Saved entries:
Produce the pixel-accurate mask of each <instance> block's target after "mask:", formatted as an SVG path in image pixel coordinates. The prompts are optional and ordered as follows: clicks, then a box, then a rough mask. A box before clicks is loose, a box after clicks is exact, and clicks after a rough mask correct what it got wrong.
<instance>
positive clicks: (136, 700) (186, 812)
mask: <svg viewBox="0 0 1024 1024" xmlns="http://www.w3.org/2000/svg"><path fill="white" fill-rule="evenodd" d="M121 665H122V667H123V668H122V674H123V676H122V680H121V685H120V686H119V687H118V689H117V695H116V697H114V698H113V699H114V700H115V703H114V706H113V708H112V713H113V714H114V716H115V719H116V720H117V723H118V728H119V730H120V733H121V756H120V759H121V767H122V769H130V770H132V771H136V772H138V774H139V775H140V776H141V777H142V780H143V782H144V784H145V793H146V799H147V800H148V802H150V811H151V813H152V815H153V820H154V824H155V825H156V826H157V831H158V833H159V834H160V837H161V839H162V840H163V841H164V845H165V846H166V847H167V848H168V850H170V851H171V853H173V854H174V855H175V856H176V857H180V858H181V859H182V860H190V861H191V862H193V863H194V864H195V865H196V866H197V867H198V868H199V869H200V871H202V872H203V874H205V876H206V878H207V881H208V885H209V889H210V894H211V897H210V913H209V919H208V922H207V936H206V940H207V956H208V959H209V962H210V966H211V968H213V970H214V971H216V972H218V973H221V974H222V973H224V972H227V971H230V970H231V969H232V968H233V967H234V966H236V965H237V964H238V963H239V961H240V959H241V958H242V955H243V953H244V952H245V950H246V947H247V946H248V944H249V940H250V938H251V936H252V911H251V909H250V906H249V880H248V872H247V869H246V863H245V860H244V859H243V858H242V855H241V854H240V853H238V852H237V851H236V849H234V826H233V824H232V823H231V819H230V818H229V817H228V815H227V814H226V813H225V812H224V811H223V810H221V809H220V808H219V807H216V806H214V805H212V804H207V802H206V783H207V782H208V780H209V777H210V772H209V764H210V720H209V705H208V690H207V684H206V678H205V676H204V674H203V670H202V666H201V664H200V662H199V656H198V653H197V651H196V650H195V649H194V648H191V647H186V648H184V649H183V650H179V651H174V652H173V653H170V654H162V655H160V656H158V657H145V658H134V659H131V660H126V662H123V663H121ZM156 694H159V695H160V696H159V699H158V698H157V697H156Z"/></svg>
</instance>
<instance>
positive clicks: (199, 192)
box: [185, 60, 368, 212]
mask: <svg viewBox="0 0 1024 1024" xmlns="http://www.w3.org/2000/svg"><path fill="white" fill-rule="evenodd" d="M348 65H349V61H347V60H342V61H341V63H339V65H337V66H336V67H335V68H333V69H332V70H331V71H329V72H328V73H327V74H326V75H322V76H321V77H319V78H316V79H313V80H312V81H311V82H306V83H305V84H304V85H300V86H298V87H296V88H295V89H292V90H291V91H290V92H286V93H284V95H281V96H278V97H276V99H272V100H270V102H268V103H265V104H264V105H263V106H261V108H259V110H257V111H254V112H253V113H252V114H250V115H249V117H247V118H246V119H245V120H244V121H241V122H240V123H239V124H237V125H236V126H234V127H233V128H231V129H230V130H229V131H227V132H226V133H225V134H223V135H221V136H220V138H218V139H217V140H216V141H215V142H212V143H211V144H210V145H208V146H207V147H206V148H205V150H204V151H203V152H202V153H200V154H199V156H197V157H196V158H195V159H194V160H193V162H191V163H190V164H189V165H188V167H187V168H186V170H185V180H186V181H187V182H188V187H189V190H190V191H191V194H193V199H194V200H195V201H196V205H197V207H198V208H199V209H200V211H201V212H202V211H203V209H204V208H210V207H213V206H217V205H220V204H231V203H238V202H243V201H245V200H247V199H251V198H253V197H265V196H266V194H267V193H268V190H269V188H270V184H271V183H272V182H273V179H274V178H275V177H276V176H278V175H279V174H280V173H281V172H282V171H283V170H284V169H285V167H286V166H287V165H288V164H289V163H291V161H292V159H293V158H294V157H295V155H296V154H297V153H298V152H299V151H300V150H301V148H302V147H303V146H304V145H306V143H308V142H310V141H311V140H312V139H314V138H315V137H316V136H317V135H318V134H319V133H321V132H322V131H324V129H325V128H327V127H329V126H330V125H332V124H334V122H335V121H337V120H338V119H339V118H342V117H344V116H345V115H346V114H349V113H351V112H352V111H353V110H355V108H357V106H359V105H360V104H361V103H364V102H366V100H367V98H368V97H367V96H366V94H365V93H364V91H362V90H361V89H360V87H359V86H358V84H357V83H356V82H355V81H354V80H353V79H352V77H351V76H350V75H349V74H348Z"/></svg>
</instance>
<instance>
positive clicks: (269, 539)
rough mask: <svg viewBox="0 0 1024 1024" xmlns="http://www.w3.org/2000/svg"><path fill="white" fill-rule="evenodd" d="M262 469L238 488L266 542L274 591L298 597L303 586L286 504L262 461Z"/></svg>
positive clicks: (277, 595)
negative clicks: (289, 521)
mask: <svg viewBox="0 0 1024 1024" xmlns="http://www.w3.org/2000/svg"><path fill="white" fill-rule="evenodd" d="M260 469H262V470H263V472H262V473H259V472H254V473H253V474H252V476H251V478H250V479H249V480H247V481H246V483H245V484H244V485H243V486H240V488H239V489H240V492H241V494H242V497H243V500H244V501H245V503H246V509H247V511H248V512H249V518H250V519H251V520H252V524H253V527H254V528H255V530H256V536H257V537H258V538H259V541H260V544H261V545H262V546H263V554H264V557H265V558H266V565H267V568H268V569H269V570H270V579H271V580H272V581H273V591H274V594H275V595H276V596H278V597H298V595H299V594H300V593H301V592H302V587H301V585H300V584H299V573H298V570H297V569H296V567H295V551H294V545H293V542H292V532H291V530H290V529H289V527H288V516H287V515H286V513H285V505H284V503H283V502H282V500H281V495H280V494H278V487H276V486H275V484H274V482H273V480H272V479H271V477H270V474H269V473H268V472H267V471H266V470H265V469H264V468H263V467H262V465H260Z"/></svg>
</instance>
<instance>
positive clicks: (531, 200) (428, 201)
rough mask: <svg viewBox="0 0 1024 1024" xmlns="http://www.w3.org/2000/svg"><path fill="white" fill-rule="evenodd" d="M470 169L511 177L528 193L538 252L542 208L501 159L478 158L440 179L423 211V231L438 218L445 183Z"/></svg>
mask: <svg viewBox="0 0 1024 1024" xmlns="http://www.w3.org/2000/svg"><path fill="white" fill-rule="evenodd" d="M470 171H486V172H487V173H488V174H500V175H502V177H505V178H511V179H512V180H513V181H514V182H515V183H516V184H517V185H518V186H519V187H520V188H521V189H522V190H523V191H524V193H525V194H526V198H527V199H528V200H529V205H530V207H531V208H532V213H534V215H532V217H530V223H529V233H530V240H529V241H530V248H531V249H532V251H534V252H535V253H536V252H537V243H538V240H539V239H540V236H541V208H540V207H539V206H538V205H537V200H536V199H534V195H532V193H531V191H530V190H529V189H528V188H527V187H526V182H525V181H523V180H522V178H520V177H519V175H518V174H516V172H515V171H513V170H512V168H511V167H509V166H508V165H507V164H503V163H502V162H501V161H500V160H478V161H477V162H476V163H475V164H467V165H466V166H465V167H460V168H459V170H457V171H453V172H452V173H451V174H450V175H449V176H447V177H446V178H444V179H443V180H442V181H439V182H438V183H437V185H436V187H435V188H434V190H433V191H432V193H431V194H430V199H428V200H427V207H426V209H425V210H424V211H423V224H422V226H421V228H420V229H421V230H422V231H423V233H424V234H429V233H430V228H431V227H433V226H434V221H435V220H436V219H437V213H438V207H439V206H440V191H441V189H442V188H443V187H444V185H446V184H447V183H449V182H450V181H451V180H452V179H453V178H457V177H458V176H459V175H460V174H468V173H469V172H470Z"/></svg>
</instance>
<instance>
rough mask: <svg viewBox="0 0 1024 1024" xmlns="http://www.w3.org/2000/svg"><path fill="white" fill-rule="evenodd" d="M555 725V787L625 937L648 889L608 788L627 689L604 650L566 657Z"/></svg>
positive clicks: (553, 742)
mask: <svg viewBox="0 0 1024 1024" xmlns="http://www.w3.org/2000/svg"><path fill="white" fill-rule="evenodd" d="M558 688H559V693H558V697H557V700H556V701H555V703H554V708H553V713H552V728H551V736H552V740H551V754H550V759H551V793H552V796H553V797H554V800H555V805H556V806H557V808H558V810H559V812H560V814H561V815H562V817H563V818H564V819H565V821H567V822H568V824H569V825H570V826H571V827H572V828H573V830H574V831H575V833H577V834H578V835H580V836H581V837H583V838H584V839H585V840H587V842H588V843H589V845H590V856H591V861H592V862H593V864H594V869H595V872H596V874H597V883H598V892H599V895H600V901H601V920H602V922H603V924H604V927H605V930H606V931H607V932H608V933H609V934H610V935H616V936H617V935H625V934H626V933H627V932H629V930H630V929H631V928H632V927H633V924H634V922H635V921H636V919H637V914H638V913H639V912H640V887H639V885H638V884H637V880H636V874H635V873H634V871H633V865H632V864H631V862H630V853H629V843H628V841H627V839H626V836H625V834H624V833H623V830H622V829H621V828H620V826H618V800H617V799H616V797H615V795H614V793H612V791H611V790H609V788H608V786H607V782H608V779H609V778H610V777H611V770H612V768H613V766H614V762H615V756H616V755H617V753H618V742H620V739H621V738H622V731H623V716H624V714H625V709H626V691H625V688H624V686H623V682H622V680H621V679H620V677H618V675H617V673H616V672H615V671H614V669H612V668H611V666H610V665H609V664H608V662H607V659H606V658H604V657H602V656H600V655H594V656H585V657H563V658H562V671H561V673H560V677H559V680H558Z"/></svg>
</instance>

*What you have to do*: Using the data above, extract exactly the lines from the one that holds "positive clicks: (277, 595)" to the one that holds "positive clicks: (531, 200) (428, 201)", both ends included, and no others.

*Task answer*:
positive clicks: (277, 595)
negative clicks: (289, 521)
mask: <svg viewBox="0 0 1024 1024" xmlns="http://www.w3.org/2000/svg"><path fill="white" fill-rule="evenodd" d="M260 469H262V470H263V472H262V473H259V472H254V473H253V474H252V476H251V478H250V479H249V480H247V481H246V483H245V484H244V485H243V486H240V488H239V489H240V492H241V494H242V497H243V500H244V501H245V503H246V509H247V511H248V512H249V518H250V519H251V520H252V524H253V527H254V528H255V530H256V536H257V537H258V538H259V541H260V544H261V545H262V546H263V554H264V557H265V558H266V565H267V568H268V569H269V570H270V579H271V580H272V581H273V591H274V594H275V595H276V596H278V597H298V595H299V594H300V593H301V592H302V587H301V585H300V584H299V573H298V570H297V569H296V567H295V551H294V545H293V542H292V532H291V530H290V529H289V527H288V516H287V515H286V513H285V505H284V503H283V502H282V500H281V495H280V494H278V487H276V486H275V484H274V482H273V480H272V479H271V477H270V474H269V473H268V472H267V471H266V470H265V469H264V468H263V467H262V465H260Z"/></svg>
</instance>
<instance>
positive clicks: (531, 200) (428, 201)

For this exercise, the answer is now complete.